--- RECORD EXTRACTS ---
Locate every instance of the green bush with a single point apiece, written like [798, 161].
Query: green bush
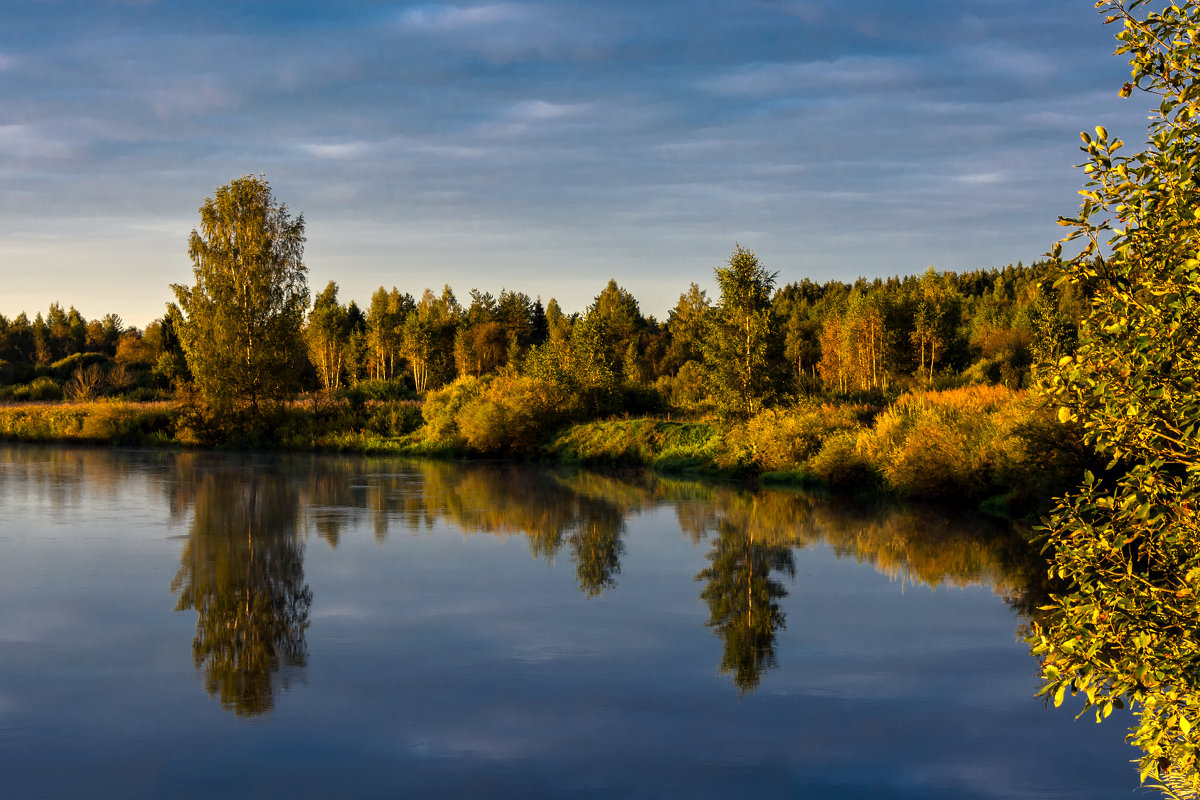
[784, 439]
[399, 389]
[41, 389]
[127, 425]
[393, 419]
---
--- RECORD EXTRACTS ---
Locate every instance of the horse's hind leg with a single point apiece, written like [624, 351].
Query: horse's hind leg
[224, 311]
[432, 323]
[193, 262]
---
--- RECORD EXTRACTS ---
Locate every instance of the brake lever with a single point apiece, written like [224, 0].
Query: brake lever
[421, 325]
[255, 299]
---
Count the lines in the listing that contain the word "Locate", and give only that number.

3